Natural language region descriptions:

= = =

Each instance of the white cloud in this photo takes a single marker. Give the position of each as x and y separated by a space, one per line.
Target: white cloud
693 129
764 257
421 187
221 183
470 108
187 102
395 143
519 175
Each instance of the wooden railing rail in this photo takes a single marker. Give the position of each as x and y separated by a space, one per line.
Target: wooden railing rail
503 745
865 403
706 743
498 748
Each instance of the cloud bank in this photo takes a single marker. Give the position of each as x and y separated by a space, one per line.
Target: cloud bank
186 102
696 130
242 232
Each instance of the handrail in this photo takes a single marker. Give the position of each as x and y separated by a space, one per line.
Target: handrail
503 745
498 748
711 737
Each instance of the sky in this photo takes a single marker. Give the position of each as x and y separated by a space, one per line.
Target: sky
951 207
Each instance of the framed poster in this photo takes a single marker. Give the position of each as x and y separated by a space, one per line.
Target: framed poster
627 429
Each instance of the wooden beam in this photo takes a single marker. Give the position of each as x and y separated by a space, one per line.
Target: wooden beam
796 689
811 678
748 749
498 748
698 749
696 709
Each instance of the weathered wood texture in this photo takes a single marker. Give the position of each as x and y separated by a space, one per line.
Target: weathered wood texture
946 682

= = =

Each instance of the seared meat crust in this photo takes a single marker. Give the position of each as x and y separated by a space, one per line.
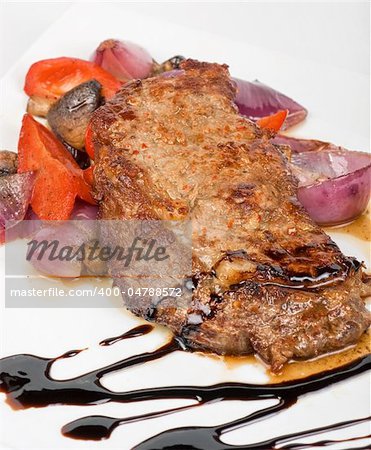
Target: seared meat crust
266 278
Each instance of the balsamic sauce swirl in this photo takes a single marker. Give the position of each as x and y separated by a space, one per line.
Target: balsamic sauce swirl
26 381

= = =

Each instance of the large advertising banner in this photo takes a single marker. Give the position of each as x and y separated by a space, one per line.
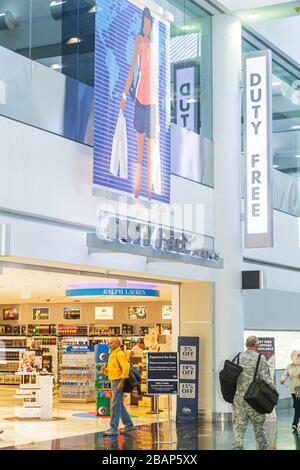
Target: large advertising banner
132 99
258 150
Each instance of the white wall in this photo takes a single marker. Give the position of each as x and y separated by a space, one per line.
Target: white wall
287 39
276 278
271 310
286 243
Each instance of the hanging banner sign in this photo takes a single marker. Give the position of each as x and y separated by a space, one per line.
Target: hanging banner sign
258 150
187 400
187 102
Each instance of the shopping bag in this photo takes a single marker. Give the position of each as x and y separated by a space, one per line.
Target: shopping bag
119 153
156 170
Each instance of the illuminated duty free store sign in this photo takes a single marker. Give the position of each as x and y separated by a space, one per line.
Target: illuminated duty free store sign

= = =

How to complete this task: All that is wanted is a faithful reproduction of the line above with "Target: white wall", the line with "Target: illuminated duty free store sign", and every line in between.

Response to this exercise:
Target: white wall
287 39
276 278
271 310
286 243
Each instance of the hanging banner sign in this photo takes a single marker. Give the position of each as x and y separated by a space, one per line.
Target: hanging banner sign
258 150
187 400
187 102
Each instance of the shopping bag in this photo takes a single marker. Give the position of each as x and y separated by a space, one per line.
Target: shopping bag
119 153
156 170
Each instance of the illuminated duty free store sign in this photo takes a single marker. Give the position of each as x and y separated by a space, one per line.
Target: illuminated duty free store sign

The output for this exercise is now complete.